SUPPLIED MATERIAL section start
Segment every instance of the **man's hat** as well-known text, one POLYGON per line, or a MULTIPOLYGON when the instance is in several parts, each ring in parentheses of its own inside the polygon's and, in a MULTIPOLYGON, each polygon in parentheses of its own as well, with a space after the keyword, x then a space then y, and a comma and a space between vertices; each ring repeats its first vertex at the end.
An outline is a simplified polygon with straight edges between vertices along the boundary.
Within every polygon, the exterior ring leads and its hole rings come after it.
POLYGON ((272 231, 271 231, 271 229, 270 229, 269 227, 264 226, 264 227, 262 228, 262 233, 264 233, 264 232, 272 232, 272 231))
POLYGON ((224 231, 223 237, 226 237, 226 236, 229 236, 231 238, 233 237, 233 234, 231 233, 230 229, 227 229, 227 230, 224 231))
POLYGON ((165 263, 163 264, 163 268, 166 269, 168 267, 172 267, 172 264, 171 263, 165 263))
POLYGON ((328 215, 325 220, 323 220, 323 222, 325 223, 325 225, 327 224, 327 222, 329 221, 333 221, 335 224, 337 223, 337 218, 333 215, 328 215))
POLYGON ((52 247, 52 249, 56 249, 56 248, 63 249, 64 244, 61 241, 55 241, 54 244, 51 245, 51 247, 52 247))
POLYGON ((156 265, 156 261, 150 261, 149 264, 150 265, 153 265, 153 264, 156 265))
SUPPLIED MATERIAL section end
_HOW TO COMPLETE THIS TASK_:
Reproduce the listing above line for line, exactly.

_EXERCISE ANSWER_:
Segment every instance of the **man's hat** as well-known text, one POLYGON per line, or a MULTIPOLYGON when the instance is in several parts, each ring in parentheses of its own inside the polygon's and, in a MULTIPOLYGON, each polygon in parentheses of its own as well, with a space after the keyword, x then a space then y, and a comma and a space between vertices; each ring repeats its first vertex at the end.
An outline is a simplified polygon with straight edges between vertices along the boundary.
Within every polygon, the exterior ring leads and its hole rings come after it.
POLYGON ((272 231, 271 231, 271 229, 270 229, 269 227, 264 226, 264 227, 262 228, 262 233, 264 233, 264 232, 272 232, 272 231))
POLYGON ((224 231, 223 237, 226 237, 226 236, 229 236, 231 238, 233 237, 233 234, 231 233, 230 229, 227 229, 227 230, 224 231))
POLYGON ((165 263, 163 264, 163 268, 166 269, 168 267, 172 267, 172 264, 171 263, 165 263))
POLYGON ((328 215, 325 220, 323 220, 323 222, 325 223, 325 225, 327 224, 327 222, 329 221, 333 221, 335 224, 337 223, 337 218, 333 215, 328 215))
POLYGON ((52 247, 52 249, 56 249, 56 248, 63 249, 64 244, 61 241, 55 241, 54 244, 51 245, 51 247, 52 247))
POLYGON ((156 265, 156 261, 150 261, 149 264, 150 265, 153 265, 153 264, 156 265))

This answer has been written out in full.